Consigne 1:
Répondez aux questions suivantes à partir du texte ci-dessous :
(a) De quel opéra de Mozart est-il question au début ?
(b) En quelles lettres sont les allitérations qui parcourent tout le poème ?
(c) À qui le texte attribue-t-il la poésie dont il souligne la préciosité et la délicatesse ?

Avec cette partition poétique, nous sommes au plein cœur de l’opéra de Mozart La Flûte enchantée et son décor nocturne planté dès les premiers vers et essaimé jusqu’aux dernières strophes. La musique elle-même est centrale, par le champ lexical qui traverse le poème « écho », « antiennes », « chant lointain » « battement » « susurrements et silences », « cloche-mots », « pépiaient » ; mais aussi par le souci essentiellement musical des vers qui allient les allitérations en « v » et « p » tout au long du poème comme une tresse de notes feutrées d’un côté, sonores de l’autre, rappelant ainsi la fantaisie de la présence dans l’opéra des « Papagenas » et le mystère initiatique qui prédomine dans l’œuvre de Mozart. Les oiseaux survolent l’espace de façon légère, gracieuse mais leur passage renvoie un son cristallin : geste d’hirondelle, insouciance de plume, échappées de la cage des veilles, pépiaient, d’un vol vif, l’aile propice. Entendez la truculence joyeuse des allitérations en « p » : palpable, parvenait, empirait, crypte, paumes, pudeur, échappées, pépiaient, équipage, propice. Mais écoutez aussi le frisson vaporeux des allitérations en « v » que l’utilisation du « vous » a soit convoqué, soit impulsé : avançais, vers, vous parvenait, à veiller, verdicts, vous, vous arriveriez, ne vous convierait, vous, avancée, invisible, votre feu, vieilles, devinais, vol vif convia. Bien d’autres combinaisons vocales pourraient être mentionnées, le travail des assonances en « on » ou en « a » par exemple, mais cela mènerait trop loin. Néanmoins ce qui frappe dans ce poème, comme dans bien d’autres de ce recueil, c’est que comme en musique, ce n’est pas une signification déterminée qui est donnée, mais des impressions, des fragments de sens, une atmosphère.

 

Une aura, un halo, des faux-semblants, des langues incompréhensibles et des miroitements sans fin sertissent les vers de Atelier en apesanteur. On ne cerne que des reflets, des mouvements imperceptibles, ou des visions extraordinaires mais prises dans une gangue obscure ou dans un faisceau lumineux éblouissant. Et l’on sent une culture immense qui se diffracte dans tout ce qui est observé, circonscrit, une toile de fond faisant remuer les strates de la mémoire, de passés mythologiques ou fabuleux, de rappels historiques tragiques et de perspectives d’avenir spéculatives.

Aussi la préciosité et la délicatesse de la poésie d’Agnès Adda n’atténuent-elles jamais la cruauté des faits, la violence du monde, le sentiment de perte et de malheur. Mais la tenue du vers, l’élégance de l’expression, le travail minutieux d’orfèvre qu’elle fait vers après vers, poème après poème, crée une profondeur de champ qui laisse à l’imaginaire de chacun une liberté d’interprétation généreuse et renouvelable.

Consigne 2:
Montrez, s'il vous plaît, toutes les lignes ci-dessous où figure le mot « floor ».

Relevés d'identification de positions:
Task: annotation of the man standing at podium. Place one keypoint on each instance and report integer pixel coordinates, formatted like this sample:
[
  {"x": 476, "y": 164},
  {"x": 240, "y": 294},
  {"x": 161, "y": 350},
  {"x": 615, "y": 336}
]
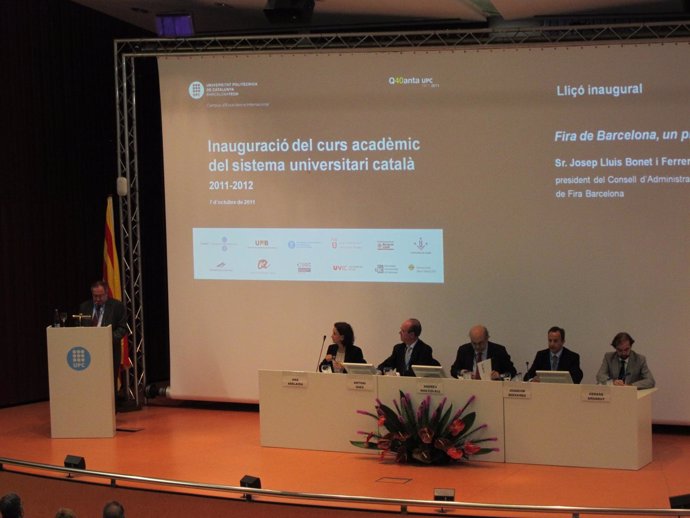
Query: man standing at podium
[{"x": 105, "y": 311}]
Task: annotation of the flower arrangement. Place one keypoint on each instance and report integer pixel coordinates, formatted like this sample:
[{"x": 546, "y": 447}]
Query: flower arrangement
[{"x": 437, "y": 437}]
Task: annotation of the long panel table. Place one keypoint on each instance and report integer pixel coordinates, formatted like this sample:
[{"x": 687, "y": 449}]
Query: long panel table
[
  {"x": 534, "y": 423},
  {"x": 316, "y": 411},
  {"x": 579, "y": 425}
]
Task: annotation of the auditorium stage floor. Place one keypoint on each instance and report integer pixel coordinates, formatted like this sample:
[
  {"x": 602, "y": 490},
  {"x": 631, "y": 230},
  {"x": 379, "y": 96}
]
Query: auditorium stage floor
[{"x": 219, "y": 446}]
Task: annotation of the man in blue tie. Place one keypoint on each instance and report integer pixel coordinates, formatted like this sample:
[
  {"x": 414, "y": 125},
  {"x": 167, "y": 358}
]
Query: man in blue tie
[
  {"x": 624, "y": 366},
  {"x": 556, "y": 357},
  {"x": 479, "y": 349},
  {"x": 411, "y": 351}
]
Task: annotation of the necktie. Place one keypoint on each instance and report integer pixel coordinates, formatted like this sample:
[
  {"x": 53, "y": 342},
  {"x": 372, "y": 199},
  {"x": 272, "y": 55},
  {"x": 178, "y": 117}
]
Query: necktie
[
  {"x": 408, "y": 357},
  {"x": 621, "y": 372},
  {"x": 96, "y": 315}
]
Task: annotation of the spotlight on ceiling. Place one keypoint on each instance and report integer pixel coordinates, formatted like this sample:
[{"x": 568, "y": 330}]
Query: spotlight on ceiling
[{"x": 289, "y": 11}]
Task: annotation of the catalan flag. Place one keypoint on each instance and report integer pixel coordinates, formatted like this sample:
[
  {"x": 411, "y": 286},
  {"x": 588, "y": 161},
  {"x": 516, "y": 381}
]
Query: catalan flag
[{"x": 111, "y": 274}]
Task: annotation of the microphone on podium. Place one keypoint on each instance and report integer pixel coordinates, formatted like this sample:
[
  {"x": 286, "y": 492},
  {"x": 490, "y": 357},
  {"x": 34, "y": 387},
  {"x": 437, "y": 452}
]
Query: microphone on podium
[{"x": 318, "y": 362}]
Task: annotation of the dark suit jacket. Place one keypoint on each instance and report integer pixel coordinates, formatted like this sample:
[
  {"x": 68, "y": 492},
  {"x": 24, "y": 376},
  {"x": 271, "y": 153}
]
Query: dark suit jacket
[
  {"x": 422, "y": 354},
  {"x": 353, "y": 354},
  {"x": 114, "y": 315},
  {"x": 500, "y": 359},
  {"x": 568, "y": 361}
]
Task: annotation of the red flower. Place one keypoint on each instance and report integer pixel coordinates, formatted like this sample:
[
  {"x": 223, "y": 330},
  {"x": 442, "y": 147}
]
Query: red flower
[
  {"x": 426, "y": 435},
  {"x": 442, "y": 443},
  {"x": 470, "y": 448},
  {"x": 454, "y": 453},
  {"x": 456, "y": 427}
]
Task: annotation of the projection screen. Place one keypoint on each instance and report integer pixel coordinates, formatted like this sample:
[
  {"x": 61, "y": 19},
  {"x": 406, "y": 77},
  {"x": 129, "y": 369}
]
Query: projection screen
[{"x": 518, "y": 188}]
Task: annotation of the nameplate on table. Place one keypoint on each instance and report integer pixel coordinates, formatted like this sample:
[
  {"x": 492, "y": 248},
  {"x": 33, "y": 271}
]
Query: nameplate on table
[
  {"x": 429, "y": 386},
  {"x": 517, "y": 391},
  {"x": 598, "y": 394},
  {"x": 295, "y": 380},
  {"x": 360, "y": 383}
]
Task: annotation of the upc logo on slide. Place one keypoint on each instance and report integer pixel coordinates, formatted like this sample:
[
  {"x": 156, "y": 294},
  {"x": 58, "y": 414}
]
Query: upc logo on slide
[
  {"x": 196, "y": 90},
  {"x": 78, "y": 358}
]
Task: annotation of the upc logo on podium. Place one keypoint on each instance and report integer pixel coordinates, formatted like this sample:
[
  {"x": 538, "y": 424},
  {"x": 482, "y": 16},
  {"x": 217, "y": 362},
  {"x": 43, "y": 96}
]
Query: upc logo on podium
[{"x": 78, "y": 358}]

Réponse attendue 1:
(a) La Flûte enchantée.
(b) En « v » et en « p ».
(c) À Agnès Adda.

Réponse attendue 2:
Task: annotation of the auditorium stage floor. Place one keypoint on each instance and report integer pixel coordinates, formatted like this sample:
Query: auditorium stage floor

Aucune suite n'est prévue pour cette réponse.